TASK => Transcribe every record as it stands and set the images aside.
=== Section Start ===
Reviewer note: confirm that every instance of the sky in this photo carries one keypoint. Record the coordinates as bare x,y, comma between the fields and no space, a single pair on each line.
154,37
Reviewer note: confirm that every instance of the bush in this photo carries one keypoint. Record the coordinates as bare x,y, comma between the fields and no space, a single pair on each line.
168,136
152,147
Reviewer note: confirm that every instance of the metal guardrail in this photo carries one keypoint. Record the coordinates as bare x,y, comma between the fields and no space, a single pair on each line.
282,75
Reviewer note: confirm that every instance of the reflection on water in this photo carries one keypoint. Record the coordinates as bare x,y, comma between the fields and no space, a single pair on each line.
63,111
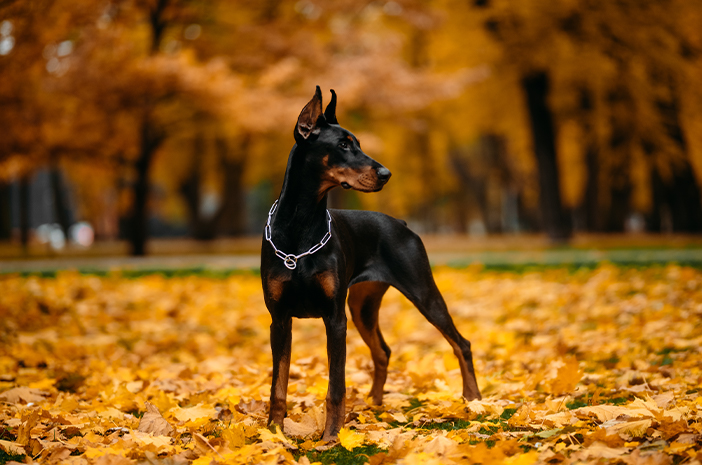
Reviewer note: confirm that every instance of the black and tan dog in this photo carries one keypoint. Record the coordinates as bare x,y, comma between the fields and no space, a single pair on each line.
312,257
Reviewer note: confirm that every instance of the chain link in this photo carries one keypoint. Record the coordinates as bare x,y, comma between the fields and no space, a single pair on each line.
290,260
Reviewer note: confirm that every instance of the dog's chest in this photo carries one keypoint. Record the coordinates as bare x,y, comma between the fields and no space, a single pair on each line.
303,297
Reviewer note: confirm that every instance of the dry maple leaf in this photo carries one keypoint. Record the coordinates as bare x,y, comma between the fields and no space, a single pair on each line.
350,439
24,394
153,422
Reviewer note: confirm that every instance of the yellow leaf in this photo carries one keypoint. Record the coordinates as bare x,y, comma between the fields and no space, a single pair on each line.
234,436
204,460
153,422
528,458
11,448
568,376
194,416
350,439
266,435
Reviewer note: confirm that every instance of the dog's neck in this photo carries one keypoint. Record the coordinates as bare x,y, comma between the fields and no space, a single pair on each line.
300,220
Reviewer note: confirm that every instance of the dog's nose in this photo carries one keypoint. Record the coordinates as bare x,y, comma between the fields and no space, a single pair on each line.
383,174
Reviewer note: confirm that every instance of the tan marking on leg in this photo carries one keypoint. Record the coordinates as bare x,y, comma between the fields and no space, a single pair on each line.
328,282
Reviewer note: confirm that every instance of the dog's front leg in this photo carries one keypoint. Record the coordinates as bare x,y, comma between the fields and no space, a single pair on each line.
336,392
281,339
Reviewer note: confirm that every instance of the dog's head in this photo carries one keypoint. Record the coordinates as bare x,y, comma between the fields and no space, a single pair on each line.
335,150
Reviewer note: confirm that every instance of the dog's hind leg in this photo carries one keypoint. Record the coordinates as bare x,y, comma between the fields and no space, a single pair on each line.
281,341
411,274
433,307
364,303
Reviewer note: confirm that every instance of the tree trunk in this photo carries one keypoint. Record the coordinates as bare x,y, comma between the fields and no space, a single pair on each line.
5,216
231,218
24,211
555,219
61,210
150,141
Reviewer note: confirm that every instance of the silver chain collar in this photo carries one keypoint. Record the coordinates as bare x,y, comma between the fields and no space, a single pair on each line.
=== Section End ===
EXERCISE OUTPUT =>
Reviewer note: confirm that every instance of the sky in this photo carries one keypoint. Record the coordinates as bare x,y, comma between the fields and no space, a single pair on each line.
154,37
Reviewer note: confirm that every instance of the bush in this photo carries one keypoint. Record the coordinates as bare x,y, comma between the fields and no space, a single pair on each line.
168,136
152,147
Reviewer note: confirm that every instance of the metal guardrail in this photo carries one keypoint. Record the coordinates as bare x,y, comma between the fields and no space, a single pair on each line.
282,75
Reviewer note: confirm that every instance of the reflection on water in this photo carries one keypoint. Record the coordinates as bare x,y, comma between the fields and no space, a single pair on each line.
63,111
Reviewer note: confirm that every instance of the black and tan dog in this photo carries one keypoint. Record the coordinates as bare x,y, comma between the fields and no space, a single pair on each line.
312,257
Reviewer note: confirm that every instance of the chain link in this photo carries one keypoint. Record the coordinates as bare x,y, comma between the fields and no space, a single pair on each line.
290,260
Reviewer note: confirm that every instance of the dog's chest in this photo carries one keypoint. Record the coordinates as bare x,y, comma between the fields and no space, a single pair on each line.
303,297
Reviewer note: confirm that every instance of the dry maple leaf in this photo carries one keypoint. Record the coordinates as bare x,y, comma between the fields and no space, a single pair on each line.
350,439
24,394
153,422
Reviewer note: confirm that every instance of the yellow leaf in this photo carries one keypoint. Record the coordinates as bare x,y, comma between the fields and no space, a single pair on each line.
234,436
204,460
153,422
528,458
11,448
568,376
194,416
350,439
266,435
Reviewer note: confirm that every instance of the dog's neck in this photo carries one keypoint. Record the coordinates as bare x,y, comma between the fields and no space, a single pair on each line.
300,220
Reviewer note: confirm that every instance of the dog's nose in this photo carries one keypoint. Record the coordinates as bare x,y, comma between the fields and no space, a single pair on each line.
383,174
Reviewer note: confirm that every instance of the tan marking on leg in this photo carries one keypoint. Record the coordinates as bare x,y, comma between the fields and no space, a single pair on each line.
328,282
Reviewer note: confirm that every instance of the dog's front leg in this photo carries one keypoint. Record the coordinates as bare x,y, comma between the fields and no space, a single pair on each line.
336,392
281,339
Reviewer note: confirm that every instance of the dog's head in this photo carries one keypoint. Record the coordinates as bare x,y, comma between the fields and no space, a single pair on each line.
335,150
Reviewer note: confirm that every instance of the dog's hind leg in this photo carries one keypoint. Record the coordinates as bare x,y, comma between the fields and no space, a single pair on each line.
281,341
411,274
433,307
364,303
Reviewer note: confirm that every instance of the tree trunk in this photo carries one keypoint. Record the coordinates as bare x,y, comma between the fields and no space, a single pair on each line.
5,216
231,218
24,211
555,219
61,210
150,141
Reviewer note: confirm that every instance of the silver chain collar in this photo carries one keypoint. Record the coordinates as bare x,y, comma between the fields and no space, a single pair on each line.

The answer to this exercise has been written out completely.